# WORK TO BE COMPLETED:
Print every record exactly, omitting none.

-- RECORDS TO PROCESS follows --

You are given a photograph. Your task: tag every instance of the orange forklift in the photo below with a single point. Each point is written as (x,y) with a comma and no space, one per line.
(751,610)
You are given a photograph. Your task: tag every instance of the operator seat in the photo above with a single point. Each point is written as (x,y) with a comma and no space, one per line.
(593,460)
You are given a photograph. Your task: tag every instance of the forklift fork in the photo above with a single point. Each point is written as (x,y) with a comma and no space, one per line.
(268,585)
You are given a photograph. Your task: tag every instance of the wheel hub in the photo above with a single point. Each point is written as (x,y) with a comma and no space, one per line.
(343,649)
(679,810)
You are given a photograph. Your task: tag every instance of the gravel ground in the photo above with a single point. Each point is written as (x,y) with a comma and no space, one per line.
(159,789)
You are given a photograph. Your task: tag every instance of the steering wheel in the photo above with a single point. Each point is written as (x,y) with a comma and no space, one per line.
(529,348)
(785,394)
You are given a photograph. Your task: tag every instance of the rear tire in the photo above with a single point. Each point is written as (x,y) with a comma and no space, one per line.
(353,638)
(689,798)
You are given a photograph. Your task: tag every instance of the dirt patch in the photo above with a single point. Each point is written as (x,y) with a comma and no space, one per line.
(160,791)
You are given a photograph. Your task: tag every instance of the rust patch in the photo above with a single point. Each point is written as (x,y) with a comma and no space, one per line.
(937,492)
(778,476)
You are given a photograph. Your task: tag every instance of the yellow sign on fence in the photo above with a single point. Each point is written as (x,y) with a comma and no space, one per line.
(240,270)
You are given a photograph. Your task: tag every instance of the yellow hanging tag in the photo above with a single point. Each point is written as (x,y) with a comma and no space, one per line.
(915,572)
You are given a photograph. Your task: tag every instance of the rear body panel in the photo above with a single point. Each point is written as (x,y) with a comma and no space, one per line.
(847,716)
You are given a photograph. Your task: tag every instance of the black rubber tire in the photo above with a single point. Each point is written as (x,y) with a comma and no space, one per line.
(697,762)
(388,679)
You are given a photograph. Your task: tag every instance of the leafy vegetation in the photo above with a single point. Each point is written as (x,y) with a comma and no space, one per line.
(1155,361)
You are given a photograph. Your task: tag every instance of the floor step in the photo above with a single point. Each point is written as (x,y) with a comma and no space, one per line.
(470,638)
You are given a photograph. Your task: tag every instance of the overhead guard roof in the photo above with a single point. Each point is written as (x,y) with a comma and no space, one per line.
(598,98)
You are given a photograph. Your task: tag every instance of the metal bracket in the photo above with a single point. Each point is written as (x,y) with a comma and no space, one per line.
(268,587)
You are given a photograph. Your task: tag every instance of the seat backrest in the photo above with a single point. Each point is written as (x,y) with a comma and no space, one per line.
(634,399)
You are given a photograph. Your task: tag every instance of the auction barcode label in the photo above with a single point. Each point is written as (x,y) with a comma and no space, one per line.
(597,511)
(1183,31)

-- RECORDS TO PROCESS concluded --

# REPLY TO THE EXERCISE:
You are given a photograph. Your task: tag every instance of the orange forklift in the photo below with a single point. Each point is written as (x,y) with a comma and no space, one per line.
(751,610)
You are given a photograph. Your task: tag every instance of the operator seat in the photo above with a single point. Each point is written as (x,y) with a comma and no space, one per line.
(593,460)
You are given a photograph. Your task: tag every instance of the forklift fork in the photo above with a single point. Each point is written as (x,y) with a comma and no space, one per line.
(268,585)
You are given a photograph. Your task: tag every instance of the wheel hub in the photo above with a single point. Each point is written as (x,y) with a comma and no space, one per line.
(343,649)
(679,810)
You are given a photograph. Your task: tag every instance of the gravel ground in the photo above with a single point. Each point is written as (x,y) with a comma and no space, one per line.
(159,789)
You are given a photograph. Your task: tag every instance of the steering wheel in the photo above with a single point. Each point is written as (x,y) with a comma and no space, one per line.
(529,348)
(785,394)
You are given a photograph. Your task: tag every instance of the rear tire in the photo above with a single point. Each point is written as (x,y) with a comma and no space, one per line.
(353,638)
(689,798)
You are given a photograph. Your task: tag every instance of the dirt patch in the photo above with a single point. Each point is written as (x,y) with a comma and no space, one per line.
(160,791)
You are given a photograph. Your task: tag every instance of the rust patch in the photo above with a single point. Each point is written as (x,y) with a comma and no space, one per line.
(937,492)
(778,476)
You are given a photograph. Your task: tag every instance of the yellow sign on fence in the photo above with a single point. Each point is written as (x,y) with a comma and no space, one per line.
(240,270)
You are given a photograph. Your task: tag every instance of the yellow hanging tag in the photo above with a single point. Each point is written as (x,y) with a comma and no space, one per line.
(915,572)
You are given a photograph. Your task: tag every instance of the rear body panel in the photo above with a single point. Each point is written as (x,y) with a comma and no space, one per line.
(847,716)
You are given a photograph. Your task: tag every instance of the black rubber tire in the photo above with a single point. Each point is written as (x,y) with a comma and no space, one per line.
(697,762)
(388,679)
You are given a photograph. Your task: tag every instance of the leafy vegetation in the photo above with a single point. Each point is written as (x,y) with a comma and no space, one per line.
(1155,361)
You are given a photograph. Your task: tag every instance of the floor step in the photo above with a single point. Each point is written as (x,y) with a comma and no space, one per line.
(470,638)
You are given a photograph. Your task: tag every instance of the overhead guard roof in the photo above with a single point. Each point is written as (x,y) with a comma and no space, one per line.
(598,98)
You are given a photograph. Your task: tag every instance of the metal bracket in the photo above with a single point. Each point is written as (x,y) with a comma and no space, one per line.
(268,587)
You are given a photograph. Your task: tag every instance of the seat backrest in the photo above with a single point. Each point is written as (x,y) with a comma and no space, one per line.
(634,399)
You are given a photograph. Your task: tag every instance of the auction barcode label in the photo above with a single point. Each point is written as (x,y) with a comma and no space, one per line.
(597,511)
(1183,31)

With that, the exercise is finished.